Recorded data:
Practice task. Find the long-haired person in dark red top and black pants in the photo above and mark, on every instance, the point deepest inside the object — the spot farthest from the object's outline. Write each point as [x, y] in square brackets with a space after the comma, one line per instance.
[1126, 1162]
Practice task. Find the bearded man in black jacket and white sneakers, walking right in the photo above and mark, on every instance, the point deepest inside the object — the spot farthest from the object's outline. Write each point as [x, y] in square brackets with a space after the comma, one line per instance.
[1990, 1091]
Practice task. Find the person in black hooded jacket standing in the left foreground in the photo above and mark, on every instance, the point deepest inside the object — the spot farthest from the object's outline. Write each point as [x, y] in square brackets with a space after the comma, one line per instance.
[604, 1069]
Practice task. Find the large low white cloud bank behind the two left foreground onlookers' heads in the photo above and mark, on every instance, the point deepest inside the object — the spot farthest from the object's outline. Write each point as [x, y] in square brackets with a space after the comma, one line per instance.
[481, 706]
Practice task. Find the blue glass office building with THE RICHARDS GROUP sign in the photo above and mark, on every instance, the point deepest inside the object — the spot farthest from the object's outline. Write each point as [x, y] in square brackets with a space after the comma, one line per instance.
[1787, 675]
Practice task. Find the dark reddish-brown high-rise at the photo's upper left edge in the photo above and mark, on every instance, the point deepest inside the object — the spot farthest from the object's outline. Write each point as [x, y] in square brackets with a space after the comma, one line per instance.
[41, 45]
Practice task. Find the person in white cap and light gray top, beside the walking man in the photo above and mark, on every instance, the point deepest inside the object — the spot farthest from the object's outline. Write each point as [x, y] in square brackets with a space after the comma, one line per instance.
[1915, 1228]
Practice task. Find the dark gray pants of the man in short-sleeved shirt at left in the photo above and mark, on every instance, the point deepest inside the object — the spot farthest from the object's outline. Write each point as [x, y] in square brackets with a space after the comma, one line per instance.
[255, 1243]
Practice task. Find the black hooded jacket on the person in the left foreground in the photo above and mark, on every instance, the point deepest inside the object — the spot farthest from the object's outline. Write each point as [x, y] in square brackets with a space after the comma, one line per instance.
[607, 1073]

Work item:
Exactly as it appears above, write out the complete listing.

Output of the exercise:
Practice task. Find the long-haired person in dark red top and black pants in the photo above and mark, on every instance, the point deepest inside the object — the spot farthest from the object's outline. Write each point as [x, y] in square brackets with a space after the comma, one line per instance.
[1126, 1162]
Practice task. Find the bearded man in black jacket and white sneakers, walking right in the photo above and mark, on every instance, the point deepest inside the object — the spot farthest from the object's outline. Write each point as [x, y] in square brackets with a space after the comma, one line per instance.
[1990, 1091]
Practice task. Find the person in black hooded jacket standing in the left foreground in the photo above and mark, on every instance, the point deepest inside the object — the spot farthest from the object's outline. Write each point as [x, y] in square brackets with a space after the comma, one line per instance.
[604, 1069]
Practice task. Find the large low white cloud bank behind the two left foreground onlookers' heads in the photo above and mark, on every instance, the point deepest inside the object — the spot farthest from the object's outline. Write each point as [x, y] in square brackets with a space after the comma, one line per instance.
[481, 706]
Practice task. Find the blue glass office building with THE RICHARDS GROUP sign in the photo above and mark, on every instance, the point deepest inside the object — the spot farthest from the object's outline. Write each point as [x, y] in square brackets with a space after the comma, one line per instance.
[1787, 675]
Practice task. Find the dark reddish-brown high-rise at the photo's upper left edge in the photo above and mark, on every instance, the point deepest inside the object — the spot farthest from the object's outline. Write each point as [x, y] in square brackets with a space after the comma, one line per instance.
[41, 45]
Practice task. Find the person in white cap and light gray top, beside the walking man in the photo above and mark, on every instance, the point deepest inside the object — the spot farthest from the object's outline. Write each point as [x, y] in square brackets with a space after the comma, one line per instance.
[1915, 1228]
Practice task. Find the dark gray pants of the man in short-sleeved shirt at left in the photo above and mark, on every instance, the point deepest inside the object — the spot farthest from the object's outline. Write each point as [x, y] in square brackets with a space after the comma, one line per instance.
[255, 1243]
Practice task. Find the black hooded jacket on the person in the left foreground in the photo above and mark, on every instance, the point deepest inside the object — the spot farthest from the object's outline. Write each point as [x, y] in square brackets with a space after the comma, one line per instance.
[607, 1073]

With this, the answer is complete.